## Your objective
Write out every one of the records below verbatim, changing no character.
Start of Source records
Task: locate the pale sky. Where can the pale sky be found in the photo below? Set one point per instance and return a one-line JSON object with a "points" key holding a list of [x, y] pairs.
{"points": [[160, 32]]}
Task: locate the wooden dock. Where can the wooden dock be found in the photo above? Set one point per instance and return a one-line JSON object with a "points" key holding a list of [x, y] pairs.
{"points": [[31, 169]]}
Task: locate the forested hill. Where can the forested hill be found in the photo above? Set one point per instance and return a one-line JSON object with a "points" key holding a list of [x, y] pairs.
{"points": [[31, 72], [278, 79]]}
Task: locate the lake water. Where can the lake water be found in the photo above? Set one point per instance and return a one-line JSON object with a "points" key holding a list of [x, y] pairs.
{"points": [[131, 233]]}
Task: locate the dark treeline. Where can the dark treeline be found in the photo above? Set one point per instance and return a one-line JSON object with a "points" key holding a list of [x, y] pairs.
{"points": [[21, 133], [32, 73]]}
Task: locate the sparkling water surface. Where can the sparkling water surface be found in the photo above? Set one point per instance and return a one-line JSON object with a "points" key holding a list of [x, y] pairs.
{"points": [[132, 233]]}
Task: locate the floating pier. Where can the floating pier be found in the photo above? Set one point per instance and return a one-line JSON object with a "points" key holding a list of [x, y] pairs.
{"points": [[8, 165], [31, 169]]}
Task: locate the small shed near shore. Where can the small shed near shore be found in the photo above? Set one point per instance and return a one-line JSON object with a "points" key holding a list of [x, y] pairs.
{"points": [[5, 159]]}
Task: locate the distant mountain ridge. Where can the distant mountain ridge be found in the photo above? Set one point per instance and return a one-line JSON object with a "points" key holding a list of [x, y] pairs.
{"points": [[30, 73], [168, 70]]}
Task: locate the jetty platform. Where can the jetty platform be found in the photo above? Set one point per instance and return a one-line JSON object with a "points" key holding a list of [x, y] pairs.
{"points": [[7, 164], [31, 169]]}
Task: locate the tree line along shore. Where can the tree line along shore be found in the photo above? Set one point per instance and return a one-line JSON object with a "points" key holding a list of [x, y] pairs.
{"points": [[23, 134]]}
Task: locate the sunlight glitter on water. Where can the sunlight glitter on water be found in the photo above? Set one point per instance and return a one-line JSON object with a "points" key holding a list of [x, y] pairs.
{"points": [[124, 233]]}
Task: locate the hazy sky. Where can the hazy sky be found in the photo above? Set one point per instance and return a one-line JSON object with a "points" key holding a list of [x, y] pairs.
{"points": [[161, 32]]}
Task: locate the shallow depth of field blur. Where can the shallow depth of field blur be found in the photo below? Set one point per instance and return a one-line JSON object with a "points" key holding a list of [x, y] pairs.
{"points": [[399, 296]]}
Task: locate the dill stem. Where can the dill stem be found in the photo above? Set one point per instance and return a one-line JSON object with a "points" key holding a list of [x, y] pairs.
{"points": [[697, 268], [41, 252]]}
End of Source records
## Response below
Task: locate the pale sky. Where can the pale sky be found in the photo below? Set one point per instance and return a one-line JSON object with a "points" key holding a list of [x, y] pairs.
{"points": [[160, 32]]}
Task: locate the wooden dock. Where can the wooden dock be found in the photo above? Set one point per instance and return a one-line JSON object with a "points" key holding a list of [x, y] pairs.
{"points": [[31, 169]]}
Task: locate the forested hill. Where can the forested hill be found in the photo above? Set one point per instance and return a one-line JSON object with a "points" key holding a list of [x, y] pairs.
{"points": [[31, 72], [278, 79]]}
Task: locate the lake water. Where can the lake water be found in the photo above? Set one point per instance and return a one-line JSON object with a "points" key holding a list of [x, y] pairs.
{"points": [[131, 233]]}
Task: locate the dark treeline. Where can the dark treeline be found in the photo above? Set one point per instance and return a one-line JSON object with a "points" key holding a list of [x, y] pairs.
{"points": [[21, 133], [32, 73]]}
Task: locate the sparkling water surface. Where can the sparkling water surface be found in the photo above? Set one point per instance and return a one-line JSON object with a "points" key holding a list of [x, y] pairs.
{"points": [[132, 233]]}
Task: locate the floating pier. Where can the floating pier be found in the photo above? Set one point per instance and return a one-line JSON object with a "points" key holding a list of [x, y] pairs.
{"points": [[8, 165], [31, 169]]}
Task: locate the small shed near shore. Where can the small shed near shore be found in the photo above? Set one point per instance and return a one-line JSON object with a "points" key holding a list of [x, y] pairs.
{"points": [[5, 159]]}
Task: locate the distant mountain ridge. Where can the distant mountain ridge be found in the photo above? Set one point per instance and return a one-line JSON object with a "points" key holding a list of [x, y] pairs.
{"points": [[30, 73], [168, 70]]}
Task: locate the jetty platform. Where can the jetty platform be found in the photo above? Set one point per instance and return a one-line JSON object with a "points" key holding a list of [x, y] pairs.
{"points": [[7, 164], [31, 169]]}
Task: locate the tree line along shore. Where can the tree line along shore be found in the photo above? Set one point per instance and return a one-line JSON object with a "points" key holding a list of [x, y] pairs.
{"points": [[23, 134]]}
Task: locate the sunlight glitter on water. Where can the sunlight glitter on water be found in the photo above? Set one point per instance and return a one-line JSON object with a "points" key holding a list of [x, y] pairs.
{"points": [[124, 233]]}
Task: locate the hazy sky. Where can the hazy sky be found in the photo above? Set one point per instance and return a one-line JSON object with a "points" key holding a list of [x, y] pairs.
{"points": [[161, 32]]}
Task: locate the shallow depth of field blur. Where can the shallow depth of field blur be found in the photo below? Set one point per instance and return a one-line JSON object with a "points" key holding a list of [x, y] pairs.
{"points": [[399, 296]]}
Task: locate the dill stem. Where can the dill stem be found in the photo above? Set one point per instance and return a one-line JSON object with a "points" key holding a list of [x, y] pairs.
{"points": [[697, 268], [41, 252]]}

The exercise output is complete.